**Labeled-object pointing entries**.
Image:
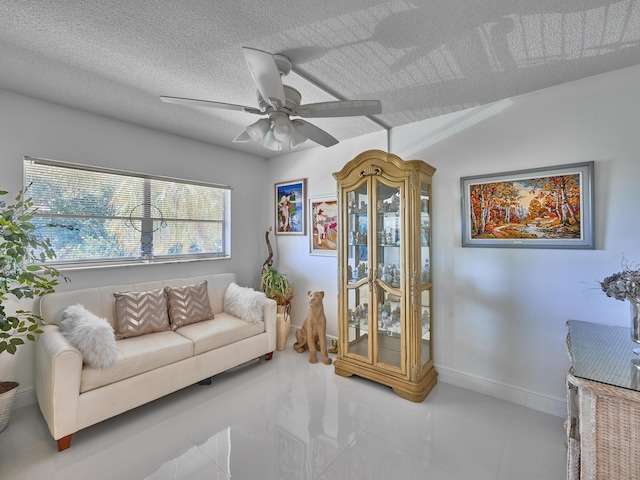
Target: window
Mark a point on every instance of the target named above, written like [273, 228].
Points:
[99, 216]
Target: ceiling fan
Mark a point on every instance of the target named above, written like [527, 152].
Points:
[278, 131]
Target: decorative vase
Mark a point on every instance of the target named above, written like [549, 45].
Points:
[283, 328]
[635, 324]
[8, 392]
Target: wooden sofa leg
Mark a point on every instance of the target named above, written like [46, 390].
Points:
[64, 443]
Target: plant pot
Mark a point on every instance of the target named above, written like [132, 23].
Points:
[283, 328]
[8, 392]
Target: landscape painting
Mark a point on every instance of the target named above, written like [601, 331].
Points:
[541, 208]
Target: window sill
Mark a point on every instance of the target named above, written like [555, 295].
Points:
[69, 267]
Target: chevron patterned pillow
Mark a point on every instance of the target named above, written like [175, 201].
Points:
[188, 304]
[138, 313]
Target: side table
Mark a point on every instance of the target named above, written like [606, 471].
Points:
[603, 403]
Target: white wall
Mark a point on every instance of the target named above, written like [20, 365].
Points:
[499, 314]
[39, 129]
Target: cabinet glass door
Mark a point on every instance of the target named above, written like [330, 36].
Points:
[425, 261]
[358, 273]
[389, 274]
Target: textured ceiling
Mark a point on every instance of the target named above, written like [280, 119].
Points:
[420, 58]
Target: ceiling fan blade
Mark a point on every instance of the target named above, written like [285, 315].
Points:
[242, 138]
[206, 103]
[343, 108]
[314, 133]
[266, 76]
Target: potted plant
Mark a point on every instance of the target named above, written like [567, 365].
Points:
[21, 277]
[276, 286]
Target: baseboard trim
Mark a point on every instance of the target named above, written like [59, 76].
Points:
[526, 398]
[543, 403]
[24, 398]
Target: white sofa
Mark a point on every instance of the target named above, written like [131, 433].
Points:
[73, 396]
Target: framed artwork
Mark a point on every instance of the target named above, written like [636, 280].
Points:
[323, 225]
[549, 207]
[290, 198]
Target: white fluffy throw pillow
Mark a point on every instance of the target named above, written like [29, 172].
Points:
[90, 334]
[244, 303]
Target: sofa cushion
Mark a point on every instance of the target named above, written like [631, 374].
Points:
[138, 313]
[188, 304]
[223, 330]
[137, 355]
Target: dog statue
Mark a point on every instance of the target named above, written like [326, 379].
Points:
[312, 335]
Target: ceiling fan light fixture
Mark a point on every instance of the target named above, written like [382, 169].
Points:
[271, 143]
[283, 129]
[258, 130]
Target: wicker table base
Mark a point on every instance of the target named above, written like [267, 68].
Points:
[603, 431]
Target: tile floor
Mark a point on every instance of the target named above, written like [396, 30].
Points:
[288, 419]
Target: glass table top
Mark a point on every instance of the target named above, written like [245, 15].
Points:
[604, 354]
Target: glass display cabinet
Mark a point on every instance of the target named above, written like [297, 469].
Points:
[384, 274]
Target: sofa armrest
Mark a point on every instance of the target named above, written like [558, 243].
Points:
[58, 369]
[269, 316]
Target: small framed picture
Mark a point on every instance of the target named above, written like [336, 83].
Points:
[290, 199]
[323, 225]
[547, 207]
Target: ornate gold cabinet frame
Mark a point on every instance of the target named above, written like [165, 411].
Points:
[384, 276]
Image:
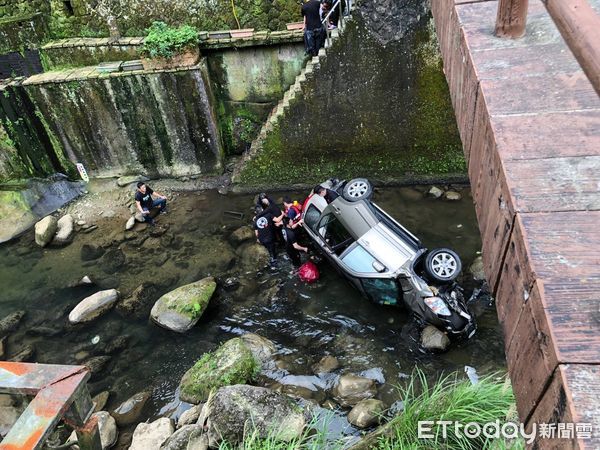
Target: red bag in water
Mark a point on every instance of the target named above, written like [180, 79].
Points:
[308, 272]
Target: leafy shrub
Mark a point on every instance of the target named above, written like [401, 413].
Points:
[164, 41]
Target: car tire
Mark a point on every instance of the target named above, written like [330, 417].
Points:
[443, 265]
[357, 189]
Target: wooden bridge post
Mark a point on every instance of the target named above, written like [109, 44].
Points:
[511, 18]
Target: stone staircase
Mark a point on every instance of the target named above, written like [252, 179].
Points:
[289, 98]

**AIM**. Exclude the pictures, and transcribe all of the material exactly.

**RESULT**.
Image:
Target: window
Mark a point on every instance of the target named above, written like [273, 228].
Points:
[99, 216]
Target: ceiling fan
Mark a point on every instance of the target named above, written like [527, 152].
Points:
[278, 131]
Target: decorative vase
Mark a point on every instance of the target named above, written like [549, 45].
Points:
[283, 328]
[635, 324]
[8, 392]
Target: wooden sofa leg
Mark a point on every instance of the target named above, written like [46, 390].
Points:
[64, 443]
Target: plant pot
Mark a point on every instance of the target named above, written like [132, 23].
Points:
[283, 328]
[8, 392]
Target: landscape painting
Mark a point on every instance of the target named above, written like [601, 331].
Points:
[541, 208]
Target: window sill
Mark a point on every instance of the target named above, written like [555, 295].
Points:
[69, 267]
Target: chevron patterned pillow
Mark a point on every instance of the target named above, written like [175, 201].
Points:
[188, 304]
[138, 313]
Target: side table
Mark a point on every instance of the target named above, written like [606, 471].
Points:
[603, 403]
Target: white wall
Mark a point on every instance of the target named above, written like [20, 365].
Points:
[499, 314]
[39, 129]
Target: cabinet glass door
Mark a point on every instance of the target named above, written like [330, 36].
Points:
[425, 261]
[358, 273]
[389, 274]
Target: textured ceiling
Mark a point on every instance of the target named above, written like [280, 119].
Points:
[420, 58]
Target: ceiling fan blade
Mark a point on every instance of the target named above, written like [285, 315].
Points:
[242, 138]
[206, 103]
[343, 108]
[314, 133]
[266, 76]
Target: potted plant
Mark a point on every instance of the target named above, written like [567, 365].
Points:
[21, 277]
[276, 286]
Target: baseboard trim
Mark a point on every instance of the target named above, written like [59, 76].
Points:
[526, 398]
[543, 403]
[24, 398]
Target: white sofa
Mark a point on every instance of the target named above, written like [131, 433].
Points:
[73, 396]
Target: framed artwork
Mark a point on every instance of the target named above, written like [636, 280].
Points:
[323, 225]
[549, 207]
[290, 198]
Target: white fluffy throw pillow
Mark a point on every instance of the target named above, written like [29, 172].
Points:
[90, 334]
[244, 303]
Target: sofa cushion
Mark a point on every instance of the target named above, written like [631, 374].
Points:
[138, 313]
[188, 304]
[223, 330]
[137, 355]
Target: dog statue
Mark a point on every instance of the target named above, written like [326, 379].
Points:
[312, 335]
Target: ceiling fan light fixture
Mark a point on every instance of the target named above, written like [382, 169].
Points:
[271, 143]
[283, 129]
[258, 130]
Target: wicker table base
Mark a point on every instance of the target named above, written like [267, 68].
Points:
[603, 431]
Target: tile floor
Mark a point on every instance of the target named above, written like [396, 30].
Points:
[288, 419]
Target: glass table top
Mark a point on every instance of the target named above, written like [245, 15].
Points:
[604, 354]
Target: glass display cabinet
Mark a point on every instance of the target named above, written like [297, 469].
Points:
[384, 274]
Target: sofa armrest
Mark a point on every instance of the target named above, written like [558, 243].
Points:
[58, 369]
[269, 316]
Target: small framed picture
Mark a point on every instance of the target named above, written like [336, 83].
Points:
[290, 199]
[323, 225]
[547, 207]
Target: ornate gold cabinet frame
Mark a point on every instance of the target named above, written like [165, 411].
Points:
[384, 276]
Image:
Target: red bag in water
Mark a point on every instance of the target named above, written like [180, 79].
Points:
[308, 272]
Target: leafy shrub
Mark a point on every instance of the target named above, written like [401, 413].
Points:
[164, 41]
Target: car tire
Mark a point on every instance of the target named above, written like [330, 417].
Points:
[443, 265]
[357, 189]
Target: wooden bridge post
Mark a point on every instance of the target named above, written like [109, 44].
Points:
[511, 18]
Target: stone staircase
Mark a point on every instance of the target named above, written like [252, 179].
Points:
[289, 98]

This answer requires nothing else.